» **Exercise goal**
Go from the first line below to the one with "Target: fuzzy gray-green leaf" and print each line exactly.

» **Record set**
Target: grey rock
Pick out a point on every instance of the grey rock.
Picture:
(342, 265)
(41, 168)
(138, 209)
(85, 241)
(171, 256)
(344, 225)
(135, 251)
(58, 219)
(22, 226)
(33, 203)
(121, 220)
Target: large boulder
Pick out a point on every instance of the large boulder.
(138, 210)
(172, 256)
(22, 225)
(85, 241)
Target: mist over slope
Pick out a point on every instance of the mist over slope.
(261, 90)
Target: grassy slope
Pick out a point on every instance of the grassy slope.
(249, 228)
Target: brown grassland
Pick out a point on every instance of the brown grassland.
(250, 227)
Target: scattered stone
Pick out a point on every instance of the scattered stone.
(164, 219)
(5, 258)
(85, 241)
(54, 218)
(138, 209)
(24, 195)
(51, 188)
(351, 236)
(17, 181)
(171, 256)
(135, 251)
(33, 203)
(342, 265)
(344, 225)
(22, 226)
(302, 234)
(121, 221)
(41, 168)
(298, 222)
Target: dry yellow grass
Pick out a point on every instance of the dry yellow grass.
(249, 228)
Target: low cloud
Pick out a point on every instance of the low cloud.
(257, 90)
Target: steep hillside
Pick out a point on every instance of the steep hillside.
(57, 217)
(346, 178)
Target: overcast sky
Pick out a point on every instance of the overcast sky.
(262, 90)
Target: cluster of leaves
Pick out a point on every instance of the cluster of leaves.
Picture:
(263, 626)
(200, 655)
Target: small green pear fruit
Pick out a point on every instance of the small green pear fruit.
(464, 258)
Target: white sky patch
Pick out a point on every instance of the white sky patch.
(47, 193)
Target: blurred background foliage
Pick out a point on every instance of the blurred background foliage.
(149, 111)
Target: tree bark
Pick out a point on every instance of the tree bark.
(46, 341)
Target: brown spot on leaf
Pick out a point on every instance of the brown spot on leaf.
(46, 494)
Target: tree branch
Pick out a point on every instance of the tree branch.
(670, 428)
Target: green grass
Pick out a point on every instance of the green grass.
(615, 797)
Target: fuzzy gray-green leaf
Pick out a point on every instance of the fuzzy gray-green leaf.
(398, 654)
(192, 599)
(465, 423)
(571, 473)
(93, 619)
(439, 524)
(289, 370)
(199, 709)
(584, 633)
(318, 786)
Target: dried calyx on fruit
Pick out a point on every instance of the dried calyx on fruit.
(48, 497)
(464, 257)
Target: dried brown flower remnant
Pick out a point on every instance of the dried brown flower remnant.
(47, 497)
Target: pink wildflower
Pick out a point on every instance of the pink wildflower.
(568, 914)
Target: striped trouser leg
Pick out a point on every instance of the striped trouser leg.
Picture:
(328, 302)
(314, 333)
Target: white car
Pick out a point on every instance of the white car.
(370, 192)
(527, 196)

» **Solution to this exercise**
Target: grey rock
Pick out a point on every instance of the grey rock.
Picture:
(342, 265)
(41, 168)
(138, 209)
(85, 241)
(171, 256)
(344, 225)
(135, 251)
(58, 219)
(22, 226)
(33, 203)
(121, 220)
Target: large boulder
Pick out a point on every instance of the large boulder.
(138, 210)
(172, 256)
(22, 225)
(85, 241)
Target: mist over slope
Pick out a point on every instance of the mist over slope.
(261, 90)
Target: grassy slope
Pick out a point on every instance of the grassy slope.
(249, 228)
Target: brown grassland
Pick out a point on every instance of the brown grassland.
(250, 227)
Target: scattered stone
Pick out a point on every instance of the scattered stone.
(164, 219)
(5, 258)
(85, 241)
(54, 218)
(138, 209)
(24, 195)
(51, 188)
(351, 236)
(17, 181)
(171, 256)
(135, 251)
(33, 203)
(342, 265)
(344, 225)
(22, 226)
(302, 234)
(121, 221)
(41, 168)
(298, 222)
Target: dry yellow grass
Pick out a point on every instance of the dry yellow grass.
(249, 228)
Target: low cloud
Pick out a point on every instance of the low cloud.
(257, 90)
Target: steep hillside
Pick out a point on every instance of the steep hillside.
(57, 217)
(346, 178)
Target: overcast sky
Pick out a point on every instance of the overcast sky.
(262, 90)
Target: cluster of leaves
Pick out a point on every instance of the cluster of leaves.
Picture:
(263, 626)
(200, 655)
Target: small green pear fruit
Pick out a point on every instance of the small green pear fruit.
(464, 258)
Target: white sky patch
Pick out a point on every instance of the white sky patch.
(47, 193)
Target: blurred background foliage
Pick out a point on every instance of the blurred background foliage.
(149, 111)
Target: tree bark
Pick out a point on every instance of the tree bark.
(46, 341)
Target: brown spot on leaf
Pick out a point on every instance of the brown spot on leaf.
(46, 494)
Target: tree branch
Pick out a point on every instance of the tree branch.
(670, 428)
Target: green grass
Pick out a point on every instance of the green grass.
(615, 797)
Target: fuzzy gray-green leaf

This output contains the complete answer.